■ Data records:
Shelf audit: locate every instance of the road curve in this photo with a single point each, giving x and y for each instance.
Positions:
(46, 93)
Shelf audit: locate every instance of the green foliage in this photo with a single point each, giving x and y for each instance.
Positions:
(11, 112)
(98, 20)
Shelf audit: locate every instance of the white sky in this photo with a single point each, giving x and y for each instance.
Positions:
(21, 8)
--
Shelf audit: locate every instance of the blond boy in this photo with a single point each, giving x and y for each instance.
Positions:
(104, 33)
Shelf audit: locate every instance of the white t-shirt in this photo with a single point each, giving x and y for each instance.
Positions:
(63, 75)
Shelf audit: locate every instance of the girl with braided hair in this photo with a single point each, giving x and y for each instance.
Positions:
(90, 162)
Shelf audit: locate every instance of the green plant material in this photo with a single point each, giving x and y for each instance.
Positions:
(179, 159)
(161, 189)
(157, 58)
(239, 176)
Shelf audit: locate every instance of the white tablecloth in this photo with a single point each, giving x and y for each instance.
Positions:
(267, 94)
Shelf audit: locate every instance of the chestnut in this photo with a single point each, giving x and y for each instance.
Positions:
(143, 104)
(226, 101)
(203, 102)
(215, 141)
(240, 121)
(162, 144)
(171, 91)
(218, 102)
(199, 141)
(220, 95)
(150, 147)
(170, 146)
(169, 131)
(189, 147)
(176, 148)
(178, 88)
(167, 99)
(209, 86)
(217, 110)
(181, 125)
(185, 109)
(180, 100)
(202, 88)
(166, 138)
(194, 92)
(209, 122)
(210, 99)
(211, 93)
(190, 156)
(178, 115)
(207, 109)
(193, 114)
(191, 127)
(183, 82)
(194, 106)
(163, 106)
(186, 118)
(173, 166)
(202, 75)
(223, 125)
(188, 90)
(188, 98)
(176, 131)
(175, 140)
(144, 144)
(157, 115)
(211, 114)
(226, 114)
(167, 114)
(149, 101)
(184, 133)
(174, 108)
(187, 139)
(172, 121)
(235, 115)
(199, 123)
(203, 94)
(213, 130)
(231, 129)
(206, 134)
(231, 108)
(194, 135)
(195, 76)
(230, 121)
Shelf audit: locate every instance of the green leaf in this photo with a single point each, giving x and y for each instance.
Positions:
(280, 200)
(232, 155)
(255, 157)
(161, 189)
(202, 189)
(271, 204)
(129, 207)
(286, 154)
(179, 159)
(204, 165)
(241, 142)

■ Assignment:
Which of the lines in the data contain the string "green"? Return each one.

■ Task output:
Shelf audit: locate every instance of the green foliage in this photo with a single point each, giving x and y for each instance.
Shelf audit: locate every instance of the green plant material in this photo with a single point each, giving x and y for each instance.
Shelf audit: locate every instance of the green leaf in this photo with a single point each, giving x and y for each instance.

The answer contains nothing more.